_DATASET EXCERPTS_.
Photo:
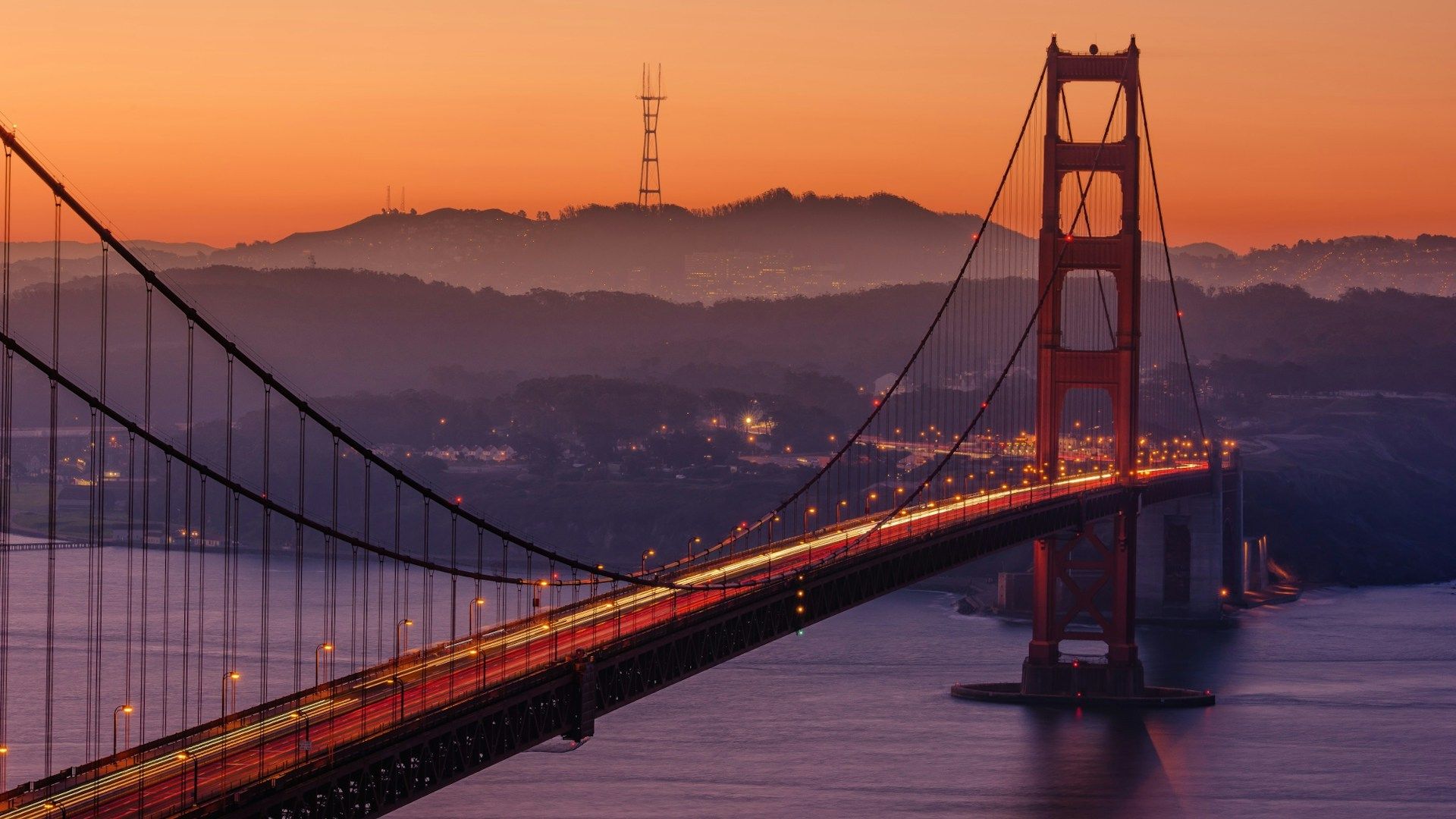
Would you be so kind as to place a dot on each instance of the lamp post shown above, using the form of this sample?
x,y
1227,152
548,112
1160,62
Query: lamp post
x,y
318,661
308,738
473,624
400,643
115,719
234,678
184,757
400,640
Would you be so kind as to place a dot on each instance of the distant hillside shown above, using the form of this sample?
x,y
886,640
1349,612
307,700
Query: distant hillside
x,y
1204,249
777,243
1426,264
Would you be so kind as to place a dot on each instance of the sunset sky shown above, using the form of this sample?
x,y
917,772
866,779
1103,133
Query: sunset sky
x,y
237,121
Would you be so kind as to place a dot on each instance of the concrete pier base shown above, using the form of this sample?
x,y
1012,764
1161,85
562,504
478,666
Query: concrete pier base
x,y
1150,697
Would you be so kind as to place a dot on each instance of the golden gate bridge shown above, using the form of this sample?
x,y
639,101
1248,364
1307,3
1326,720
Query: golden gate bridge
x,y
275,620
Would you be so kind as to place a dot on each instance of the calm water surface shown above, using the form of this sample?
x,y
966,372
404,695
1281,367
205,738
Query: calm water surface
x,y
1341,704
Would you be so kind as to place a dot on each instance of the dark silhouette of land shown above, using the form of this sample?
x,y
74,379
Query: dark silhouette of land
x,y
580,411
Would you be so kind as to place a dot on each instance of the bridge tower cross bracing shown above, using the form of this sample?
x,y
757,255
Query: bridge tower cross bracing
x,y
650,180
1071,572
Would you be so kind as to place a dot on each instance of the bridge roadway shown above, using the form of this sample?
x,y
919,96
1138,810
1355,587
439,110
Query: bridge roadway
x,y
372,741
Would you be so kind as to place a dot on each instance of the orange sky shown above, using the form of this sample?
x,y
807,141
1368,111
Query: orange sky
x,y
234,121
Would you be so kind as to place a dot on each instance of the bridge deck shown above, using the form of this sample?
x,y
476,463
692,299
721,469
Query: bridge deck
x,y
379,738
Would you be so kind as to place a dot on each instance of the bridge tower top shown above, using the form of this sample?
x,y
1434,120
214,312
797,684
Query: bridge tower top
x,y
1062,369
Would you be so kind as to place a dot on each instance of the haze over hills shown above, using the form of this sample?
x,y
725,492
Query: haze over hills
x,y
1343,404
769,245
774,245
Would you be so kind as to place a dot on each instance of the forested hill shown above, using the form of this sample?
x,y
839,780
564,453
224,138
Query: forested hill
x,y
855,241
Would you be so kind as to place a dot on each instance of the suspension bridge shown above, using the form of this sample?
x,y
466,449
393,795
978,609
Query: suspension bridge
x,y
274,620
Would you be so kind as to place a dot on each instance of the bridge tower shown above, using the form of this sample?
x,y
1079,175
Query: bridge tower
x,y
1075,567
1085,576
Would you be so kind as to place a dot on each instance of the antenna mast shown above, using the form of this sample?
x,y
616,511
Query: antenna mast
x,y
650,183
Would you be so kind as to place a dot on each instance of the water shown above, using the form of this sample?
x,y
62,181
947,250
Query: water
x,y
1341,704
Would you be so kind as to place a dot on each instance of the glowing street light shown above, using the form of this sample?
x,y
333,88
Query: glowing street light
x,y
115,717
231,678
318,661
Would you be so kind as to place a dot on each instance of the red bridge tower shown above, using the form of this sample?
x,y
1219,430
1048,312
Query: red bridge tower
x,y
1084,580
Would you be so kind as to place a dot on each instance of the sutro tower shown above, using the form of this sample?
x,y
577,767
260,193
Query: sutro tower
x,y
650,184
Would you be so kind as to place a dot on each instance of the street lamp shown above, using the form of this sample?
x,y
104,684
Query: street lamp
x,y
115,717
472,623
184,757
308,739
318,656
234,678
400,639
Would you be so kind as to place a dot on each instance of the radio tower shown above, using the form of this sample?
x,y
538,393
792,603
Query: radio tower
x,y
650,184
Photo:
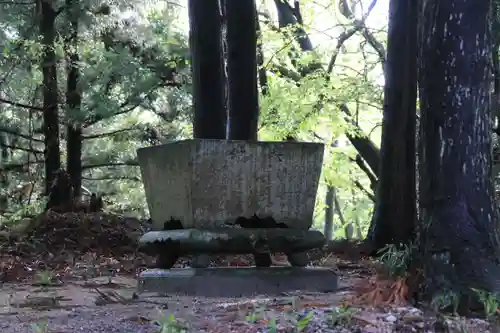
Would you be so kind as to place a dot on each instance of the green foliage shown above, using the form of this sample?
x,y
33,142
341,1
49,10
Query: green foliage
x,y
125,57
396,259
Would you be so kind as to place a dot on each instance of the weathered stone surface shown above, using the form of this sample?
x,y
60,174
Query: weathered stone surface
x,y
299,259
236,282
208,183
231,241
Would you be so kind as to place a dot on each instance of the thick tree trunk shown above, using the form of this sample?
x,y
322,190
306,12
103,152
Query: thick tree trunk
x,y
242,69
395,209
458,241
207,68
73,103
50,98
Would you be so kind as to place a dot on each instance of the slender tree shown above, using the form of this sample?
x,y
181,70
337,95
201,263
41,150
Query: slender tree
x,y
395,210
242,69
205,24
47,30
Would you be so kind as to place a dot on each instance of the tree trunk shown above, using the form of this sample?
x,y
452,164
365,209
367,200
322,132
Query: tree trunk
x,y
329,202
242,69
459,243
73,102
395,209
50,98
207,68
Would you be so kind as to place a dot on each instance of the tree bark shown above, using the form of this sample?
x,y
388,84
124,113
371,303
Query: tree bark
x,y
207,69
458,243
329,202
74,141
50,97
242,69
394,217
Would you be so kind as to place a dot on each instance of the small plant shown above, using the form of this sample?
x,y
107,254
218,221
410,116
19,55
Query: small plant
x,y
342,316
44,278
40,327
489,301
256,314
445,300
302,323
395,259
169,324
272,326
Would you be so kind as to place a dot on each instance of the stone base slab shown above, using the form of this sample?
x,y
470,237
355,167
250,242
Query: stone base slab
x,y
237,281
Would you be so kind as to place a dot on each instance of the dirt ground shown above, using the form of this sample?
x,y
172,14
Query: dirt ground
x,y
67,273
108,305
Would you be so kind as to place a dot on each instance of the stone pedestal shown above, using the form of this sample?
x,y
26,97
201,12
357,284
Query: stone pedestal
x,y
237,282
198,190
208,183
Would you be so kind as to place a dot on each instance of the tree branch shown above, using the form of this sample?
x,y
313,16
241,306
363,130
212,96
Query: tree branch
x,y
364,190
15,133
20,105
137,179
100,135
110,164
29,150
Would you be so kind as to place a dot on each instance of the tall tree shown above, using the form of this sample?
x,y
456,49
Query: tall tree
x,y
47,29
205,22
74,141
242,69
395,210
459,243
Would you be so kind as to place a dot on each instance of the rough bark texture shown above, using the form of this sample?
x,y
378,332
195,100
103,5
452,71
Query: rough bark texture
x,y
207,68
73,101
50,98
395,211
242,69
458,232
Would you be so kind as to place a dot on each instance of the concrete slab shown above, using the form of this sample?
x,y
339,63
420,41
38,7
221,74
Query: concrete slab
x,y
237,281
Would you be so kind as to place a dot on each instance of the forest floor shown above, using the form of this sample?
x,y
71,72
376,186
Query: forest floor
x,y
57,277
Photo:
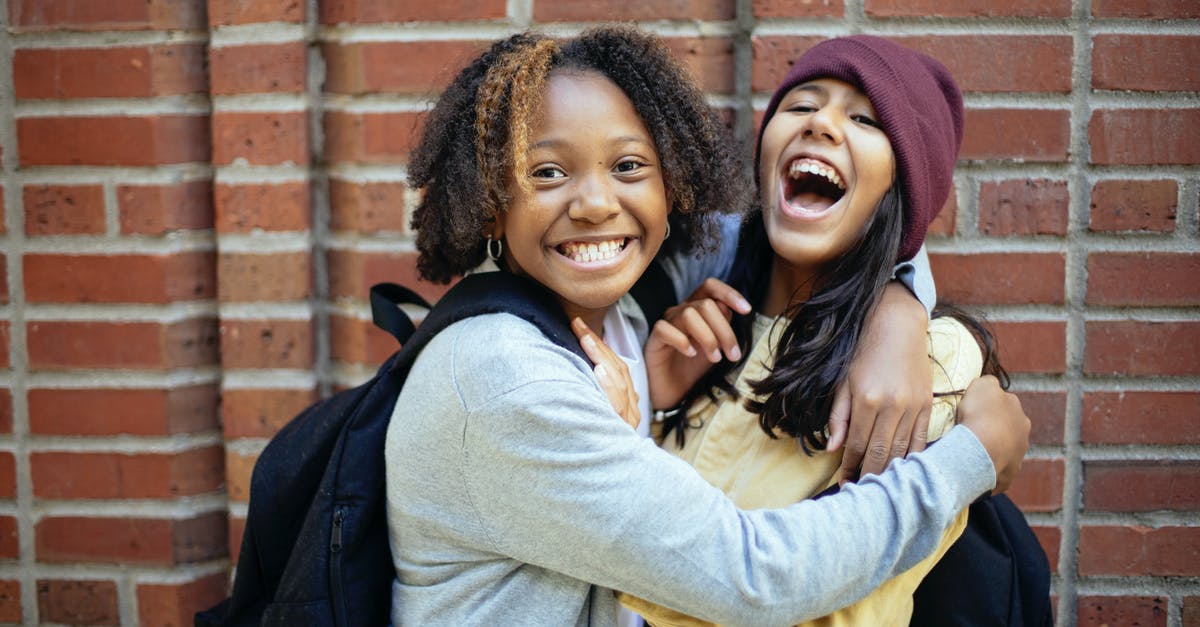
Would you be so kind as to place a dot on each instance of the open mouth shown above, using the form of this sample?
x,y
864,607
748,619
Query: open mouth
x,y
592,251
811,185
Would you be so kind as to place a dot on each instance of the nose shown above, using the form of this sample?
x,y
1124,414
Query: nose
x,y
595,201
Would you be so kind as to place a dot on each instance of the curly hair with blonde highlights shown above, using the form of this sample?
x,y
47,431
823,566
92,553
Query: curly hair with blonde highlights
x,y
478,136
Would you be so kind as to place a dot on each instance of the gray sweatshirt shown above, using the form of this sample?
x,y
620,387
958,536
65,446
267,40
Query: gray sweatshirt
x,y
517,496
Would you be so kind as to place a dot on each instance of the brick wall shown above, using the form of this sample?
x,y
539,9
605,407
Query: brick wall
x,y
196,195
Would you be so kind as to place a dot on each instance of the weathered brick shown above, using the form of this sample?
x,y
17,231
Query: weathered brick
x,y
1131,417
267,344
262,412
113,15
263,207
130,72
142,412
1000,278
1119,137
1141,485
269,276
370,11
78,602
1139,550
1024,207
126,476
261,138
1102,611
1144,279
159,209
1139,348
136,345
119,278
1038,9
1134,205
259,69
113,141
371,137
1045,135
369,207
64,209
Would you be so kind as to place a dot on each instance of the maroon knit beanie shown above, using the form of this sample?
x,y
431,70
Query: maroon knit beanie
x,y
919,108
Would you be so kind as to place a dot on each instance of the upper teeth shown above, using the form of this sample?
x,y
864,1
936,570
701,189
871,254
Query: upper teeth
x,y
821,169
592,251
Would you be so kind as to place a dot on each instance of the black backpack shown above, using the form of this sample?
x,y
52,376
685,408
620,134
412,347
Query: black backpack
x,y
315,550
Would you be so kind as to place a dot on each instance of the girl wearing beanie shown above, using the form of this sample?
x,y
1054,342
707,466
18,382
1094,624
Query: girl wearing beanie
x,y
853,161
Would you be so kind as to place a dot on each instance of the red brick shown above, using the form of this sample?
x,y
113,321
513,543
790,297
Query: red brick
x,y
709,60
119,278
1119,137
10,541
131,541
7,475
1038,487
1047,411
1000,278
623,11
126,476
395,67
1146,9
1102,611
64,209
258,69
175,604
1140,418
78,602
1045,135
267,344
1139,550
1141,485
234,12
10,601
371,137
367,207
263,207
1001,63
270,276
1144,279
159,209
113,15
261,138
1138,348
370,11
159,70
1134,205
1036,347
353,273
784,9
113,141
262,412
1145,63
1045,9
135,345
773,57
1024,207
142,412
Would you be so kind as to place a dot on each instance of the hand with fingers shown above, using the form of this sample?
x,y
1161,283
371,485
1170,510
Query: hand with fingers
x,y
881,411
611,372
690,338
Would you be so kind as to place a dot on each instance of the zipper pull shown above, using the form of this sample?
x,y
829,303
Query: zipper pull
x,y
335,542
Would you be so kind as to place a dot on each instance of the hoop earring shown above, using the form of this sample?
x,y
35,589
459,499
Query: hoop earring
x,y
499,249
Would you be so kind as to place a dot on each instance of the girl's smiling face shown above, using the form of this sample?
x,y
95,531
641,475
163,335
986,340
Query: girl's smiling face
x,y
823,166
595,210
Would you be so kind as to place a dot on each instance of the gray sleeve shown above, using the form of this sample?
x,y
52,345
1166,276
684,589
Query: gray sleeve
x,y
917,276
558,481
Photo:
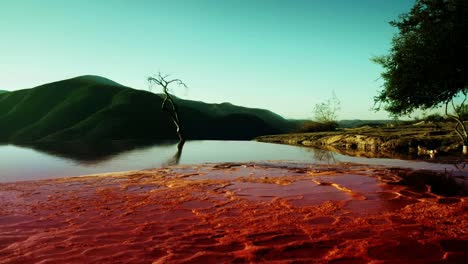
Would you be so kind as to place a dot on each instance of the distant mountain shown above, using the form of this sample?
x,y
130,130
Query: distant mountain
x,y
96,108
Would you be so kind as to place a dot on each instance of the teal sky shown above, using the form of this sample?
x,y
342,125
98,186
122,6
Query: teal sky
x,y
282,55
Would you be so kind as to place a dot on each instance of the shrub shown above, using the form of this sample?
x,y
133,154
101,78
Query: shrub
x,y
311,126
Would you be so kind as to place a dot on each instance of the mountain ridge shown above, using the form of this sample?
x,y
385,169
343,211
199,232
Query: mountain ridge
x,y
91,107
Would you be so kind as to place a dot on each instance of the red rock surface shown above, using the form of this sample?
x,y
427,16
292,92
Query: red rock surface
x,y
231,213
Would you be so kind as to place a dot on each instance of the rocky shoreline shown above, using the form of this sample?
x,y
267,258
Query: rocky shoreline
x,y
235,213
380,141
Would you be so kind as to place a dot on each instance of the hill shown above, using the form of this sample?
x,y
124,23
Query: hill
x,y
96,108
353,123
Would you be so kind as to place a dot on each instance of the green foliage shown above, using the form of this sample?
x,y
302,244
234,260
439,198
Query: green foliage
x,y
327,112
311,126
95,108
428,61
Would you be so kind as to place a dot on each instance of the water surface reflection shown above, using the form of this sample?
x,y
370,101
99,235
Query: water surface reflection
x,y
71,159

_WHAT YOU NEED TO DO_.
Go back to the data above and please quote exactly, and only, the lines from the line with "of the shrub" through its last line.

_SOLUTION TO THIS PROBLEM_.
Would you be so kind as to place a dot on each instance of the shrub shown above, using the form of this sample?
x,y
133,154
101,78
Query: shrub
x,y
311,126
Would you be so kind as to place a dot on each instance of the mountain ridge shown above, using the form of this sample?
x,y
385,169
343,211
199,232
Query: mountain ridge
x,y
91,107
Would you be so kind as to place a dot on each instance of the red rock surface shown above, using the form of this sample?
x,y
427,16
292,92
Query: red rock surface
x,y
231,213
Would you be so kind as to place a dot on each instance of the rocky shoreline shown above, using the form of this sample?
x,y
267,258
Query: rocky shoreline
x,y
235,213
380,141
Would you be so kind as to place a dot on each instance of the hill shown above, using the form of this sample?
x,y
124,23
Query: hill
x,y
96,108
353,123
Would you be so kind as to place a dot on each instance of the green foliage shown above, using the form of this sample?
x,y
302,244
234,260
439,198
Query: green foliage
x,y
327,112
311,126
95,108
428,61
Would you be so kind as to place a dot on each instance of the water surface reflection shown above, using the form of this sample?
x,y
370,101
99,235
Query: water surface reflection
x,y
71,159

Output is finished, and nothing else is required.